Sayfa Metni:
WARNER BROS

KING ARTHUR

Şimdiye dek: 1 film
Durumu: Ölü doğum

Warner Bros bu yıl gösterime giren, Guy Ritchie’nin yönettiği, bünyesinde Jude Law, Charlie Hunnam, Djimon Hounsou gibi isimler barındıran King Arthur and the Legend of the Sword (Kral Arthur Ve Kılıç Efsanesi) filmine büyük umutlar bağlamıştı. Filmin yapımcıları arasında olan ve Harry Potter serisinden tanıdığımız Lionel Wigram, şubat ayında verdiği röportajda Kamelot Evreni adını verdiği eylem planından bahsetmişti. Buna göre Kral Arthur’dan sonra her bir kahramanın ayrı filmleri çekilecek, daha sonra hepsi Yuvarlak Masa Şövalyeleri’nin serüvenlerini anlatan bir filmde bir araya gelecekti. Bu arada Kral Arthur’un büyücü bir kadınla aşk yaşaması gibi planlar da vardı. Daha sonra bir başka yapımcı evrenleşme işini doğruladı ama kafalarındaki planın tam olarak böyle olmadığını söyledi.

Alıştırma Görevleri:
A. Kral Arthur metnindeki şu cümleyi İngilizceye nasıl çevirirsiniz: "Bu arada Kral Arthur’un büyücü bir kadınla aşk yaşaması gibi planlar da vardı."
B. Kral Arthur metnine göre şu soruları yanıtlayın:
(i) King Arthur and the Legend of the Sword filmini kim yönetti?
(ii) Lionel Wigram röportajı hangi ayda verdi?
(iii) Wigram bahsettiği eylem planına hangi adı verdi?

[Veri öğeleri]

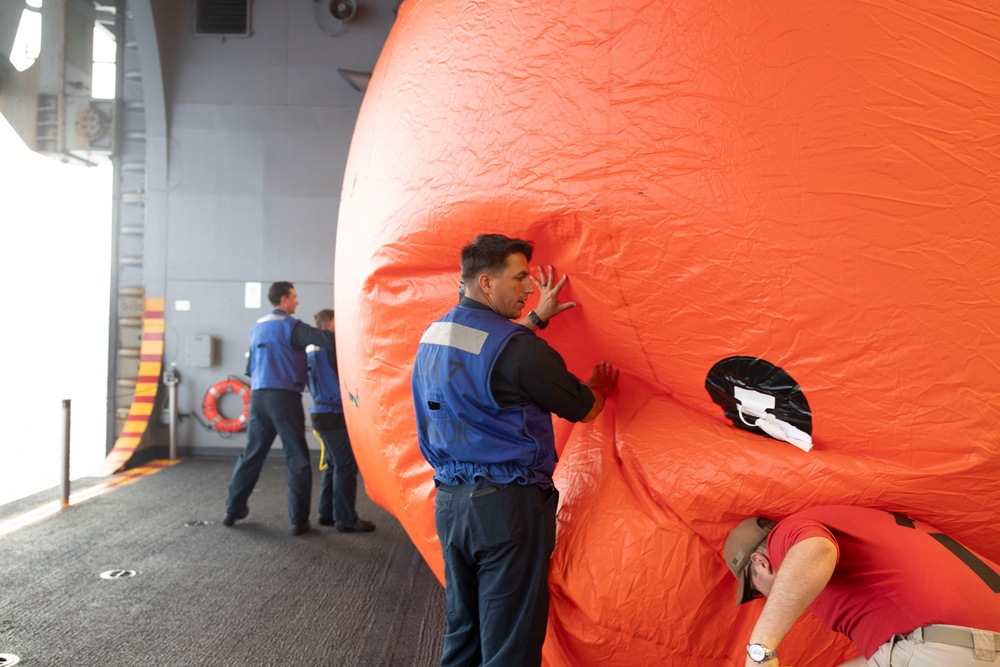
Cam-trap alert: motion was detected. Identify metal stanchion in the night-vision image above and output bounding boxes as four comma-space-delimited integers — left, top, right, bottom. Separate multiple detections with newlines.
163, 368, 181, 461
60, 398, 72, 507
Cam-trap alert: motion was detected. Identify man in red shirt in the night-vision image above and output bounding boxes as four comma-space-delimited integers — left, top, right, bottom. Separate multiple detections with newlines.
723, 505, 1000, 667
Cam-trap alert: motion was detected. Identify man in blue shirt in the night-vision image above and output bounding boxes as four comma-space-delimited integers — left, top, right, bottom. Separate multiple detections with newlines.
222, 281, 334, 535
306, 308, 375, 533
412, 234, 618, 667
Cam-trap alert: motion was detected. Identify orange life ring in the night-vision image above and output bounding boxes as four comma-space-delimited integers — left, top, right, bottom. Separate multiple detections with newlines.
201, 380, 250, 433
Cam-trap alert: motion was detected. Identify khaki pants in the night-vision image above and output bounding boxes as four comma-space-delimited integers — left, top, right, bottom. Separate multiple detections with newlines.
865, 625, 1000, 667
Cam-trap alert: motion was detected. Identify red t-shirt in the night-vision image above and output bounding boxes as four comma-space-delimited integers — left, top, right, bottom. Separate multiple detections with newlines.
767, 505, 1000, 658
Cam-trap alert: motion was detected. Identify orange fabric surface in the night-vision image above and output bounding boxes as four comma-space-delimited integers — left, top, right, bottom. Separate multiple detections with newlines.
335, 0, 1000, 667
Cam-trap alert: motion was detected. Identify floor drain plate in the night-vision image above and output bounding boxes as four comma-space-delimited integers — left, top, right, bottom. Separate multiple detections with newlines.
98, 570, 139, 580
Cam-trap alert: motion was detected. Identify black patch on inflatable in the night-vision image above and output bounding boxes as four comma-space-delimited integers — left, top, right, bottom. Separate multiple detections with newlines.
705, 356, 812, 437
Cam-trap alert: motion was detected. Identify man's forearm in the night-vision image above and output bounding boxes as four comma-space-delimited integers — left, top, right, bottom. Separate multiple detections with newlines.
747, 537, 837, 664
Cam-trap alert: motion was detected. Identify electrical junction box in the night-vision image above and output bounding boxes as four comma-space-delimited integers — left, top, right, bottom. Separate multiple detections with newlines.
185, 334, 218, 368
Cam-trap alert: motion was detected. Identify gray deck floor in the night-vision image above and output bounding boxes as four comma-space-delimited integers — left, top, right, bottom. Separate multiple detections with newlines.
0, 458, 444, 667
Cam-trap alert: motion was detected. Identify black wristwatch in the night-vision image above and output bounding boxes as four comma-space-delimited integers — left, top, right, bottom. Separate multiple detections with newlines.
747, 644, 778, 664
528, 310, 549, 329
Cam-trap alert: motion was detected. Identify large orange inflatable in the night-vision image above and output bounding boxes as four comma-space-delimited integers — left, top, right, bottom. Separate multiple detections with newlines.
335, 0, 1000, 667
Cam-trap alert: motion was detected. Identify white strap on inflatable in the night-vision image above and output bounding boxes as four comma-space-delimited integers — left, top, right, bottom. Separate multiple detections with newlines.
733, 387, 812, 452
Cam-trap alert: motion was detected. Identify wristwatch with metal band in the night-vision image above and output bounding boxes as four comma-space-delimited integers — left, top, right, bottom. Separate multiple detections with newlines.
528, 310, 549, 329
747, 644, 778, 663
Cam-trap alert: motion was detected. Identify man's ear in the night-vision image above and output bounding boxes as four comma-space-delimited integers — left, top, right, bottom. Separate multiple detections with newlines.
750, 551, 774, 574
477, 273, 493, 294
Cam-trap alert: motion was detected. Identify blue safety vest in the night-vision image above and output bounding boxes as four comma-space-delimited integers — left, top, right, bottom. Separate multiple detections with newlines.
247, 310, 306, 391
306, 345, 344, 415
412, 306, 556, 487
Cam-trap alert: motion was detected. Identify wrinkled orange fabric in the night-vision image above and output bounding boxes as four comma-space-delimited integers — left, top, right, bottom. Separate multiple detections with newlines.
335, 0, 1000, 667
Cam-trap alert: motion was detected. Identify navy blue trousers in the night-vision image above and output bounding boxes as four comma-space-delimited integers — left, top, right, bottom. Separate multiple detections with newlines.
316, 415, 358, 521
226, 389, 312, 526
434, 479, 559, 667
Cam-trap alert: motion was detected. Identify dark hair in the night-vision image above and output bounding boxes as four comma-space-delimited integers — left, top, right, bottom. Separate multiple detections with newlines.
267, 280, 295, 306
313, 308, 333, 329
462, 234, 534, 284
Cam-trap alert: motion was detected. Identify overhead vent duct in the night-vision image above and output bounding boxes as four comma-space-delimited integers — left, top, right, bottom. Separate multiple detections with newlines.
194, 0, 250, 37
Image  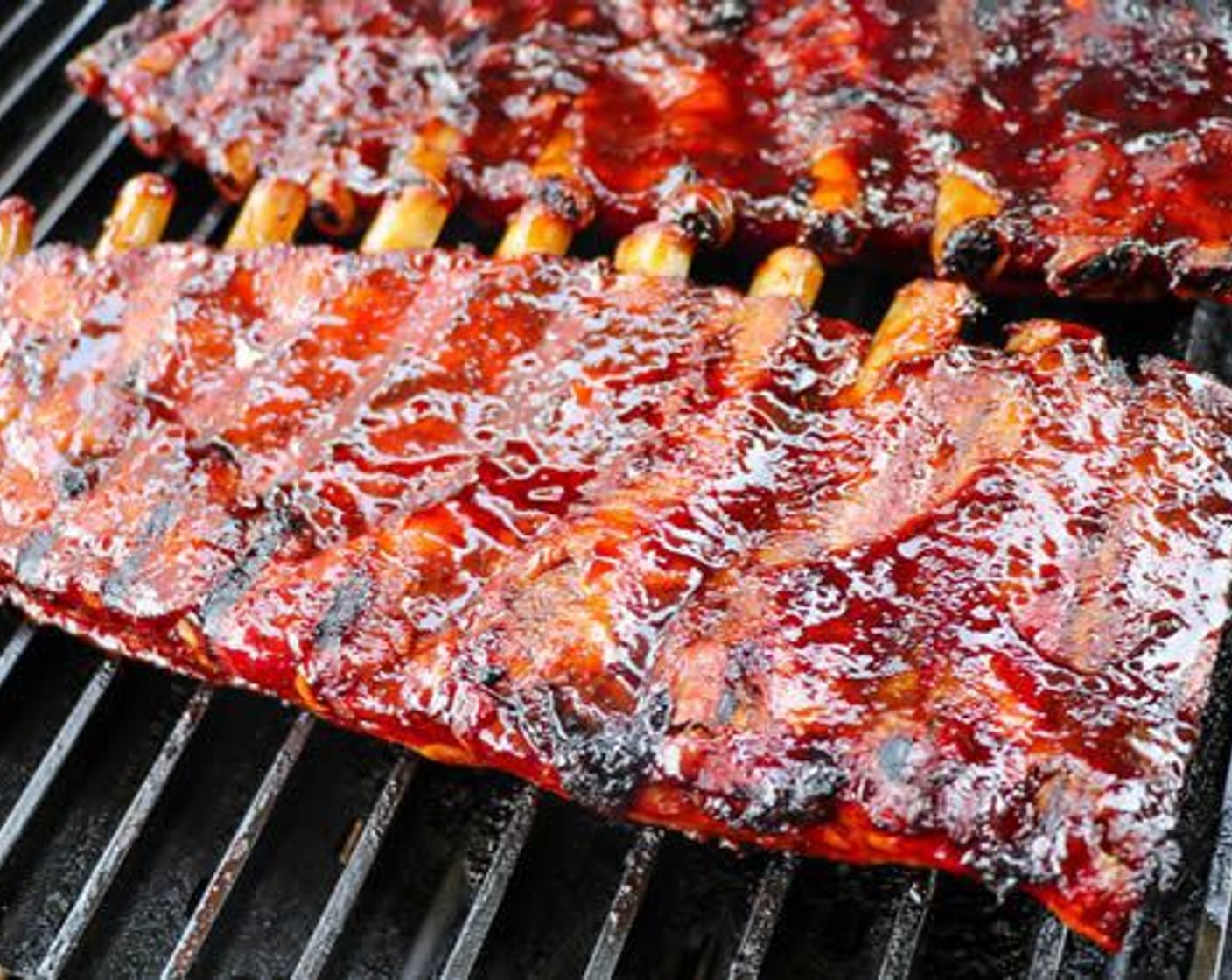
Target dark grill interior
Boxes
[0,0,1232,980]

Görev Yanıtları:
A. Meanwhile, there were also plans such as King Arthur having a love affair with a sorceress.

B.
(i) Guy Ritchie
(ii) Şubat ayında
(iii) Kamelot Evreni